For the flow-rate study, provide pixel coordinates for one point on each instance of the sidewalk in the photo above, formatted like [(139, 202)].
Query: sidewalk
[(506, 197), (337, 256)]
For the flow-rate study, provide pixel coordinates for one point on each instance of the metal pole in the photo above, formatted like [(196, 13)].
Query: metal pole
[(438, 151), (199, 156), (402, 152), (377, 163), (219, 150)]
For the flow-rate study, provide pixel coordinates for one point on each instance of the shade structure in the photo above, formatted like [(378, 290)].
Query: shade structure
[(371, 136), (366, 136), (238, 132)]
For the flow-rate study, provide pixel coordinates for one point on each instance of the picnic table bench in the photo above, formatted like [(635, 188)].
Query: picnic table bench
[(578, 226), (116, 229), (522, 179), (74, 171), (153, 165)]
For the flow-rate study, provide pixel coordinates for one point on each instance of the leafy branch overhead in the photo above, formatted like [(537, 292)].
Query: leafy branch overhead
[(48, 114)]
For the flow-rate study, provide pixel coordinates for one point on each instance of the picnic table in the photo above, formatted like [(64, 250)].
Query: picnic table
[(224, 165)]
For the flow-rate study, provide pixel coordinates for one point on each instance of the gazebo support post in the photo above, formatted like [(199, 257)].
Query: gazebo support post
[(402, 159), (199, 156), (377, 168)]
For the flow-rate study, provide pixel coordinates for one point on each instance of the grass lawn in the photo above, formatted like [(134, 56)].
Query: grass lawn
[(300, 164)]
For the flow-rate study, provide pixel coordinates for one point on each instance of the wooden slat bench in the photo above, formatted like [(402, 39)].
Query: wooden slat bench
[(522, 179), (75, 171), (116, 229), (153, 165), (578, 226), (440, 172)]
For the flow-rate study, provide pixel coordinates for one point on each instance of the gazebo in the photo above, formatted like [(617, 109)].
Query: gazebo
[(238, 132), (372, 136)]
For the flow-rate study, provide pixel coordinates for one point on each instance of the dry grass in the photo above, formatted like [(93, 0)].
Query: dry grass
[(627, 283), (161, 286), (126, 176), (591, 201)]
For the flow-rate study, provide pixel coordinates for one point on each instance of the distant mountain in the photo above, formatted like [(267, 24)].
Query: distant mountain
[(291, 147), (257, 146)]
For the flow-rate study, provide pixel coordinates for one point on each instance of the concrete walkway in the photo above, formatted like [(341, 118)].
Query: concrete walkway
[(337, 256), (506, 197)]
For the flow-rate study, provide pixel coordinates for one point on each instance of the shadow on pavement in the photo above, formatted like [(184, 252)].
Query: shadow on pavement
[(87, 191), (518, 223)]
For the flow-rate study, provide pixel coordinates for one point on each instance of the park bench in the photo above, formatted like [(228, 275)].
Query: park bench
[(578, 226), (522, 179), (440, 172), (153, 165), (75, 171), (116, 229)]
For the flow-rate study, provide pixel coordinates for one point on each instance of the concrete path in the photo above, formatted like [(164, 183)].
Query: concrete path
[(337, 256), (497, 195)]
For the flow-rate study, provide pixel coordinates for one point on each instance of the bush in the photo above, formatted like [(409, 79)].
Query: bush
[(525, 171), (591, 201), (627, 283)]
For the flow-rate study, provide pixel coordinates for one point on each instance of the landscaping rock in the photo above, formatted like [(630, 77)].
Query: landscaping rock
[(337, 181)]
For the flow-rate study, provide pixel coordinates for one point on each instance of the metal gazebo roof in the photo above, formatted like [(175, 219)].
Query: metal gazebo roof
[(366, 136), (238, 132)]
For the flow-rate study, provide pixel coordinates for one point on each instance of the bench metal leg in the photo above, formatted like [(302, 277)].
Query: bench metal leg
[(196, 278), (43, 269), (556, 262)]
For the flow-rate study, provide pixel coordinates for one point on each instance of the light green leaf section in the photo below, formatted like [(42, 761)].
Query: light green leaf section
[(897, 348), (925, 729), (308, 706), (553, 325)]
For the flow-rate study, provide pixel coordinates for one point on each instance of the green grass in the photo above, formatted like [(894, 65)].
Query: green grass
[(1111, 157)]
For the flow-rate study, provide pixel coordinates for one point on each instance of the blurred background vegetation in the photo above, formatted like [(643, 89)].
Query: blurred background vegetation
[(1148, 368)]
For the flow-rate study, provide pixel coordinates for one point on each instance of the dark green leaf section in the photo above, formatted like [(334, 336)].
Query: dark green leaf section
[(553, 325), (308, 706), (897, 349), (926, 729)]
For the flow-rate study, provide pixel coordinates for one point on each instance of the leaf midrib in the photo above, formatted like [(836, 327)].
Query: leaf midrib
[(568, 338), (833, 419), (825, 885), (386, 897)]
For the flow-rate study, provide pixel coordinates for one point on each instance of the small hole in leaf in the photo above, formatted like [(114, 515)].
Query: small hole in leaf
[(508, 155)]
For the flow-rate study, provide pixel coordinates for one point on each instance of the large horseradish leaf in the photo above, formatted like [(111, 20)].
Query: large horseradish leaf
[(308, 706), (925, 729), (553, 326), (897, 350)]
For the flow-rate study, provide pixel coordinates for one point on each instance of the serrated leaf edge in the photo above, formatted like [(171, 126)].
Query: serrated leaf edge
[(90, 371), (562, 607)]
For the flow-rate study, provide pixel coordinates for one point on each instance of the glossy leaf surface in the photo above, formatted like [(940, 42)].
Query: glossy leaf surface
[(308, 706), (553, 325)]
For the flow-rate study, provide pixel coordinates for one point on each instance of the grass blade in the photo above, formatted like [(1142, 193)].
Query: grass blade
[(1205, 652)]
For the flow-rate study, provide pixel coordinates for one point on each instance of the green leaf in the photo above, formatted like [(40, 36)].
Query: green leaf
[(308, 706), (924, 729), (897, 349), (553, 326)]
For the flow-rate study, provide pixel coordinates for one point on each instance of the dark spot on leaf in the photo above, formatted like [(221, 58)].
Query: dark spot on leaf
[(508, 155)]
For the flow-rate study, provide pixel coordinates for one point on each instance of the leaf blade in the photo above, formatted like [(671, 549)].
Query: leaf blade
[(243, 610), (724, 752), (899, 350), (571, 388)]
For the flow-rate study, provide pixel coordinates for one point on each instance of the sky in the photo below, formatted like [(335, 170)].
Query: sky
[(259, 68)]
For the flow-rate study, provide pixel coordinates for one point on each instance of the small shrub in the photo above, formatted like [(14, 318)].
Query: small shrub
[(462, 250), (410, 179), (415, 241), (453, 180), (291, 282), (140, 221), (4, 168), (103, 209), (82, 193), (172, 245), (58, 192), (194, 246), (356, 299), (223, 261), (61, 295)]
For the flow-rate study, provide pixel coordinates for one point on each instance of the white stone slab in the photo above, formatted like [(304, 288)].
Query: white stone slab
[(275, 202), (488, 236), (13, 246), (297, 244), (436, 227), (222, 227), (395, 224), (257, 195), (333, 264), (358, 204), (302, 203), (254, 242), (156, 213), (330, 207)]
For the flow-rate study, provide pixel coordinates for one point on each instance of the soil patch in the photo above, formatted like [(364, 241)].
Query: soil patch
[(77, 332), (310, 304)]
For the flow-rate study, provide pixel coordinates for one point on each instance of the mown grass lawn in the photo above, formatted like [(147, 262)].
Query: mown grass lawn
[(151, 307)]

○ ○ ○ ○ ○

Your assignment —
Every word of every entry must be returned as it appears.

Finished task —
For the flow-rate study, provide pixel coordinates for one point on each instance of the sidewalk in the photo above, formatted like [(139, 202)].
Query: sidewalk
[(506, 197), (337, 256)]
For the flow-rate study, provide pixel coordinates for one point on each instance of the metal pole in the photo above, formatted like [(196, 13)].
Query: metal pole
[(438, 151), (199, 156), (402, 152), (377, 163), (219, 150)]
For the flow-rate study, provide pixel coordinates for one point on each instance of the shade structure in the photo above, formatted like [(378, 290)].
Query: shade structure
[(371, 136), (366, 136), (238, 132)]
For the flow-rate study, provide pixel coordinates for one point on each instance of the picnic table bench in the photo above, formatted like [(635, 188)].
Query: picnic table bench
[(578, 226), (116, 229), (522, 179), (74, 171), (153, 165)]
For the flow-rate study, provide pixel coordinates for one point on each instance of the leafy branch overhead in the photo above, formatted like [(537, 292)].
Query: leafy branch overhead
[(48, 114)]
For the flow-rate study, provide pixel coordinates for one point on each instance of the picnic table in the photo above, formatted like [(64, 250)].
Query: picnic table
[(224, 165)]
For the flow-rate study, provide pixel coordinates for one point on each instance of the gazebo support post in the photo above, formatted like [(199, 257)].
Query: gazebo support post
[(402, 159), (199, 156), (377, 168)]
For the flow-rate study, provide pixel coordinates for one point on each instance of the grass lawn in the photo above, formatted like [(134, 56)].
Query: grass lawn
[(300, 164)]
For the flow-rate study, provide pixel coordinates for one point on each instance of the wooden slat bench in the photo above, formatted like [(402, 39)].
Query: wooden slat bench
[(522, 179), (75, 171), (116, 229), (153, 165), (578, 226), (440, 172)]
For the flow-rate study, provide pixel coordinates for one point on each instance of the gazebo in the photo above, formatted like [(617, 109)].
Query: gazebo
[(238, 132), (372, 136)]
For the flow-rate study, provide pixel coordinates for one point on each instance of the dry grass in the photo above, formatted like [(93, 0)].
Query: dry grass
[(627, 283), (161, 286), (126, 176), (591, 201)]
For the flow-rate study, provide pixel coordinates for one point on each instance of the distant mountain in the photo above, formatted like [(267, 24)].
Query: distant mountain
[(291, 147), (257, 146)]
For the flow-rate study, provide pixel coordinates for one point on each instance of the concrete walkway in the photo above, formatted like [(341, 118)].
Query: concrete walkway
[(337, 256), (506, 197)]
For the flow-rate study, provide pixel coordinates for one point on each instance of the shadow on pavement in the photo above, formatted like [(184, 252)].
Query: shadow on pavement
[(87, 191), (518, 223)]
For the flow-rate study, provide pixel coordinates for one point on each instance of the park bench in the photo above, formatted like [(228, 275)].
Query: park bench
[(578, 226), (522, 179), (440, 172), (153, 165), (75, 171), (116, 229)]
For the flow-rate study, provide pixel coordinates for one point on each instance of the concrete path in the photo above, formatted like [(164, 183)].
Query: concrete path
[(337, 256), (497, 195)]
For the flow-rate study, provide pixel coordinates for one point on each instance of the bush in the photo above, formatted like [(409, 79)].
Query: bush
[(525, 171), (591, 201), (627, 283)]
For the flow-rate study, provide pixel coordinates for one point on each instance of the landscaping rock in the photo above, formatted like [(630, 77)].
Query: landscaping rock
[(337, 181)]
For the flow-rate study, provide pixel coordinates for one point on each instance of the metal gazebo roof in the photo above, formatted like [(175, 219)].
Query: metal gazebo roof
[(366, 136), (238, 132)]
For the flow-rate study, provide pixel coordinates for one point on each instance of the bench metal leg in the photo above, formatted like [(302, 277)].
Query: bench metal leg
[(196, 278), (43, 269), (556, 262)]
For the flow-rate study, provide pixel coordinates for one point on each instance of the light green leaf section in the photo below, formatted like [(42, 761)].
Query: light green leaf section
[(897, 348), (925, 729), (308, 706), (553, 325)]
For the flow-rate study, provide pixel coordinates for one point on each instance of the green grass in the photo above, formatted like [(894, 65)].
Query: green grass
[(1111, 157)]
For the flow-rate study, provide pixel coordinates for one point on each instance of the blurred background vegetation in the photo above, formatted like [(643, 89)].
Query: blurred background vegetation
[(1148, 368)]
For the flow-rate study, provide pixel coordinates for one point on each instance of the dark green leaf section in the photo above, formatted like [(334, 336)].
Query: dark green leaf section
[(553, 325), (308, 706), (897, 349), (926, 729)]
For the flow-rate study, provide pixel coordinates for one point on each instance of the leaf midrib in the photo above, formatted like [(836, 327)].
Query: leaf midrib
[(568, 338), (833, 419), (825, 885), (386, 897)]
For the flow-rate study, provide pixel coordinates for one point on each instance of the small hole in leaf in the photo above, formatted like [(114, 515)].
Query: small hole in leaf
[(508, 155)]
For the flow-rate study, provide pixel coordinates for one point on each instance of the large horseradish leaf in the photo above, formatted like [(111, 20)].
Query: large horseradish leaf
[(308, 706), (925, 729), (553, 326), (897, 350)]
For the flow-rate study, provide pixel coordinates for one point on each instance of the serrated leaf edge in the photo above, formatted like [(171, 126)].
Query: serrated leaf edge
[(90, 371), (562, 607)]
For the flow-rate study, provide pixel coordinates for one point on each instance of the glossy leaf surface in the photo above, formatted like [(940, 42)].
Query: glossy leaf surface
[(308, 706), (553, 325)]
For the flow-rate study, provide pixel coordinates for one point on each instance of the grass blade in the photo above, formatted like [(1142, 193)].
Query: grass blade
[(1205, 652)]
For the flow-rate study, provide pixel coordinates for one point on each instance of the green leaf in the photo above, formatted like [(40, 36)].
Query: green leaf
[(308, 706), (924, 729), (897, 349), (553, 326)]
For the flow-rate study, provide pixel coordinates for one point on each instance of the dark spot on leaf in the photo above, formatted like [(221, 58)].
Query: dark spot on leaf
[(508, 155)]
For the flow-rate study, provide pixel coordinates for one point on each instance of the leaf blade in the photo above, formatted like [(671, 549)].
Query: leaf blade
[(243, 610), (724, 752), (899, 350), (571, 388)]
For the flow-rate study, provide pixel coordinates for one point on each instance of the sky in the photo below, formatted like [(335, 170)].
Query: sky
[(259, 68)]
For the flow-rate study, provide pixel coordinates for one point on each instance of the small shrub in the photo above, formatted like [(14, 318)].
Query: small shrub
[(462, 250), (410, 179), (415, 241), (453, 180), (291, 282), (140, 221), (4, 168), (103, 209), (82, 193), (172, 245), (58, 192), (194, 246), (356, 299), (223, 261), (61, 295)]
For the flow-rate study, provide pixel coordinates for one point on each instance of the white stone slab in the photo above, formatted like [(304, 288)].
Query: white stone slab
[(275, 202), (488, 236), (13, 246), (297, 244), (436, 227), (222, 227), (395, 224), (257, 195), (333, 264), (358, 204), (302, 203), (254, 242), (156, 213), (330, 207)]
For the flow-rate study, provide pixel coordinates for one point on each instance of the soil patch in the photo above, formatted like [(364, 241)].
Query: soil patch
[(77, 332), (310, 304)]
For the flow-rate study, provide pixel coordinates for one point on each instance of the mown grass lawn in the photo above, formatted like [(147, 262)].
Query: mown grass lawn
[(151, 307)]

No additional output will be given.